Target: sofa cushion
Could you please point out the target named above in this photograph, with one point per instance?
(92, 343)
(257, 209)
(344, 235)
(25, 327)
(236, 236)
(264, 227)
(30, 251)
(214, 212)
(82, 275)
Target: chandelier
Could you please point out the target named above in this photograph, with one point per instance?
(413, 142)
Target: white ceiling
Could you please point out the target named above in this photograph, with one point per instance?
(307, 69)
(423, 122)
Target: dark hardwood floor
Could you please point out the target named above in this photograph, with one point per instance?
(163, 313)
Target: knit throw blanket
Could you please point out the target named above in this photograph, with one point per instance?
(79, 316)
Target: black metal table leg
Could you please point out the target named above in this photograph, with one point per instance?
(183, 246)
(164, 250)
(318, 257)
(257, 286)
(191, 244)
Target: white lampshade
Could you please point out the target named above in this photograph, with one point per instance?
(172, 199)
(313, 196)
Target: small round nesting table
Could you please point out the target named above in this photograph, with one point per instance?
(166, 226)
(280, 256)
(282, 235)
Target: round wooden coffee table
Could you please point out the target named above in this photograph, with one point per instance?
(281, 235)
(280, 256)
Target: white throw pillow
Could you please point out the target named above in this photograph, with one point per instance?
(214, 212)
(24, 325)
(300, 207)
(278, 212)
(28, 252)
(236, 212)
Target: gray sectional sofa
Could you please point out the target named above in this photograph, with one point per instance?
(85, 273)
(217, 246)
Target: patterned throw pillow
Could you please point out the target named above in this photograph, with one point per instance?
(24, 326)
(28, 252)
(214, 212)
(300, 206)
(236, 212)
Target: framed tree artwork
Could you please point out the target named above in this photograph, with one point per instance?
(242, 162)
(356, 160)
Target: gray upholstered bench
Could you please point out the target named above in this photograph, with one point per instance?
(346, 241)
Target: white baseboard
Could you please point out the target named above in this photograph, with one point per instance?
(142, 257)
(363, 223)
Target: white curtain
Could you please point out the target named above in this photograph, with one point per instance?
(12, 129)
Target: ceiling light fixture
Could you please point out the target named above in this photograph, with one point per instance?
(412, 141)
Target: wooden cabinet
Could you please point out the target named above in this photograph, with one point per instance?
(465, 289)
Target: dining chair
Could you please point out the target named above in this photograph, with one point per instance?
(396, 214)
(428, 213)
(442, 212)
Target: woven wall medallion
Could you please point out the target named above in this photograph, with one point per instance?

* Problem to work on:
Rewrite all of the records above with every occurrence of "throw pillow" changed to "accent cushion" and nothing else altered.

* The output:
Target: sofa cushion
Could you please point out the target named above in this photograph, with one point per instance?
(92, 343)
(257, 209)
(344, 235)
(25, 327)
(236, 236)
(264, 227)
(30, 251)
(214, 212)
(82, 275)
Target: chandelier
Could you please point out the target named above in this photograph, with one point per instance?
(413, 142)
Target: white ceiling
Could you please point out the target named above in this photograph, with one point per instance?
(307, 69)
(423, 122)
Target: dark hardwood floor
Could you please point out the target named above in this photograph, with one point per instance?
(163, 313)
Target: knit throw blanket
Could you please point out the target named above in this photograph, with one point per instance?
(79, 316)
Target: black metal table leg
Could you please point out the target named above in this photograph, with one point per instance?
(183, 246)
(164, 250)
(318, 257)
(257, 286)
(191, 244)
Target: white lampshade
Could you please point out the target named above in this photograph, with one point per instance?
(172, 199)
(313, 196)
Target: small round nesting table
Could you please point out the target named above in this photograph, with one point per instance?
(166, 226)
(280, 256)
(282, 235)
Target: round wooden coffee table
Could you please point out the target named above in this photograph, with one point per instance?
(281, 235)
(280, 256)
Target: white accent cushion
Could you please point out the target named above in this photograph, with one point per instance?
(214, 212)
(24, 325)
(300, 207)
(278, 212)
(28, 252)
(236, 212)
Target: gray sectional sofa
Could you please point out the target named above in this photograph, with one point per instance?
(85, 273)
(217, 246)
Target: patterned accent cushion
Could you please point out the target named above in this photograph, with one point per instance?
(24, 326)
(28, 252)
(214, 212)
(300, 206)
(236, 212)
Target: framed tree artwork
Could you please point out the target named above in this photograph, with one point per instance?
(242, 162)
(356, 160)
Target: gray upholstered bench
Could you please point out the target named above in this photograph, with one point per instance?
(346, 241)
Target: white baseboard
Could you please point out the target named above in this photograph, with one point per instance?
(142, 257)
(363, 223)
Target: white curtain
Could you please point out the target named above in this photograph, with one point per instance?
(12, 129)
Target: ceiling light fixture
Could you please point out the target named above in this photograph, with one point per instance?
(412, 141)
Target: wooden cabinet
Could you please point out the target named above in this photograph, with one point per instance?
(465, 289)
Target: dining chair
Could you please point out the target named above in this photograph, with one point per instance?
(396, 214)
(428, 213)
(442, 212)
Target: woven wall medallion
Could you please point out the target named above in this photograph, with one point per instance?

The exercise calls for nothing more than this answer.